Instructions for the task:
Copy out word for word the stretch of the material from the line containing "tag the bird's eye" through the line containing "Target: arched window frame", both of those lines included. Leave the pictures out of your answer.

Data for this task:
_ _ _ _

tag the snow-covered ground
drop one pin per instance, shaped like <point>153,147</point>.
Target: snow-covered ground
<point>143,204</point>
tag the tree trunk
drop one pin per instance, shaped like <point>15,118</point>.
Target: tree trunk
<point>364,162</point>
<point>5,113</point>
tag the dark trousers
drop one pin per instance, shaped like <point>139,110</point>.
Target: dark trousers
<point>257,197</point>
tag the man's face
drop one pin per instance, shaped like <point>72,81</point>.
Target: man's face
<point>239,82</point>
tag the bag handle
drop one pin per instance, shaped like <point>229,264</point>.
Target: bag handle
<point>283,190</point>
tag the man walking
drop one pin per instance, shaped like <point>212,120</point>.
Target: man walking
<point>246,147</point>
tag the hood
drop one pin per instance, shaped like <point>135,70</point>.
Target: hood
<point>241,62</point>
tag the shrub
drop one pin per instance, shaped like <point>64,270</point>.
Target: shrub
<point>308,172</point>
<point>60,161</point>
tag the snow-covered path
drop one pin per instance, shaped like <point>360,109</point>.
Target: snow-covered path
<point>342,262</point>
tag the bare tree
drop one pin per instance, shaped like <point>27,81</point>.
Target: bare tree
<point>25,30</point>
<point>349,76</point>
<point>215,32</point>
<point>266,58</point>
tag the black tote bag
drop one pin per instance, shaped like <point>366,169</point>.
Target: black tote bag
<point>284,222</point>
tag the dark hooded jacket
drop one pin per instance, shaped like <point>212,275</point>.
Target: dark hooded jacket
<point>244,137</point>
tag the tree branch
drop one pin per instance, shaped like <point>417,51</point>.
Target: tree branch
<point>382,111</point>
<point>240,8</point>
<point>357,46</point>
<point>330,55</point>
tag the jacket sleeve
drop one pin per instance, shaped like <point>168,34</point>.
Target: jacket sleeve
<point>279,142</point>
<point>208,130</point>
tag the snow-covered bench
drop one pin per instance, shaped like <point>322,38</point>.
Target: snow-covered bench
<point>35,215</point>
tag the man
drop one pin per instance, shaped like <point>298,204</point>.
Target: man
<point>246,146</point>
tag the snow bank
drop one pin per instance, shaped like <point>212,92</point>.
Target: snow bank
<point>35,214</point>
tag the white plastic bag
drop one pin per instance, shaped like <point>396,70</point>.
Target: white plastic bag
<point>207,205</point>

_ _ _ _

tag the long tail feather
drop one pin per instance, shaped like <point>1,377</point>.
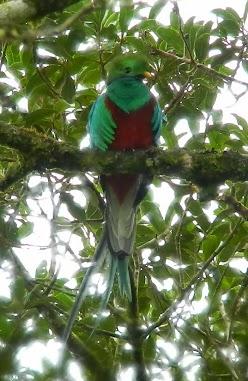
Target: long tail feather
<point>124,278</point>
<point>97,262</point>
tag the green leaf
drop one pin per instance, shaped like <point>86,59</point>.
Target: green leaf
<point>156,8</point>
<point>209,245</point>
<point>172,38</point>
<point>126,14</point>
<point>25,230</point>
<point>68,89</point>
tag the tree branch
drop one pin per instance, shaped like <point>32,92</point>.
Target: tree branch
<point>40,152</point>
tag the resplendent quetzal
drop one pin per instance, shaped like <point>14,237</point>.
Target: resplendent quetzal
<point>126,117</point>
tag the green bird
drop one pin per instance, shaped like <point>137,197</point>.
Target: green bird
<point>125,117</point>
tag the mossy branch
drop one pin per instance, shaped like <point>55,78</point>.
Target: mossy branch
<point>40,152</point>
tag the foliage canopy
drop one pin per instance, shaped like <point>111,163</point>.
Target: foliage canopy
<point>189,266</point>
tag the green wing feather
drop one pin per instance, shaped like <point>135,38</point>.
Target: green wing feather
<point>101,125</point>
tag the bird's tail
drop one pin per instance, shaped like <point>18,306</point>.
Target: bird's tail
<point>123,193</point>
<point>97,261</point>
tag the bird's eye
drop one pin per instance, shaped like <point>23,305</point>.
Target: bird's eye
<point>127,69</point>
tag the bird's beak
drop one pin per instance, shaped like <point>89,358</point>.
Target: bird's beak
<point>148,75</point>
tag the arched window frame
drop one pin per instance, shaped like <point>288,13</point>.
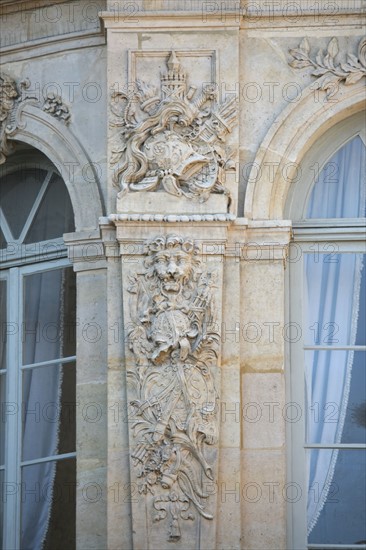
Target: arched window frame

_ _ _ _

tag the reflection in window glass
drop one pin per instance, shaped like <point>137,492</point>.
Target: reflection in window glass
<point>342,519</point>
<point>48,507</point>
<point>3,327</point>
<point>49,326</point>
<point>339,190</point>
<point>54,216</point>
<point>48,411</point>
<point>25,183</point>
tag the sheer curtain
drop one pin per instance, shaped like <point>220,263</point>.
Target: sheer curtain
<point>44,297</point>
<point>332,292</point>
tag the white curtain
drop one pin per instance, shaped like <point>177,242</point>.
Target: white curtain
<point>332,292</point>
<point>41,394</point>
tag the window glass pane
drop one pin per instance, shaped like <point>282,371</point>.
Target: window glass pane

_ _ _ _

Answer for the task:
tag the bird's eye
drop one pin per instance, shaped like <point>23,305</point>.
Target: bird's eye
<point>127,69</point>
tag the bird's beak
drop one pin per instance, shaped like <point>89,358</point>.
Target: bird's beak
<point>148,75</point>
tag the arched window frame
drop one pin per instance, shaped like <point>288,13</point>.
Target: arched window frame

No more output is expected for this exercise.